● WORK INSTRUCTIONS
Copy the lines below verbatim, beginning with the line that contains "Prompt = Locate" and ending with the line that contains "18,147 -> 594,333", both included.
** START EXERCISE INPUT **
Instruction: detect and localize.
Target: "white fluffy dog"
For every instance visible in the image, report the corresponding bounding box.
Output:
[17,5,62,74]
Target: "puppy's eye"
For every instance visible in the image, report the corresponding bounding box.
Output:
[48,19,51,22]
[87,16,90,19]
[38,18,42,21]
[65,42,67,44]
** END EXERCISE INPUT **
** START EXERCISE INPUT **
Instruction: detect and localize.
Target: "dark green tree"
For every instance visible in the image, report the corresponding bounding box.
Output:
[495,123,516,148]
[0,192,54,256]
** END EXERCISE INPUT **
** START EXERCISE INPUT **
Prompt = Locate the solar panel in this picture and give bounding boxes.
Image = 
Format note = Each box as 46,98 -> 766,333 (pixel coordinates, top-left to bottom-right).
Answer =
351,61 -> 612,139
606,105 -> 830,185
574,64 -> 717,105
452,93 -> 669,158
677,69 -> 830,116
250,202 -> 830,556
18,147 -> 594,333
** END EXERCISE INPUT **
● FULL OUTPUT
Prompt = Locate the solar panel in this picture and give bounding boxes.
Image = 
Format note = Each box as 46,98 -> 766,333 (pixel coordinates, top-left to bottom-right).
Answer =
351,61 -> 612,139
606,105 -> 830,185
574,64 -> 717,105
452,93 -> 669,158
677,69 -> 830,116
250,202 -> 830,556
18,147 -> 594,333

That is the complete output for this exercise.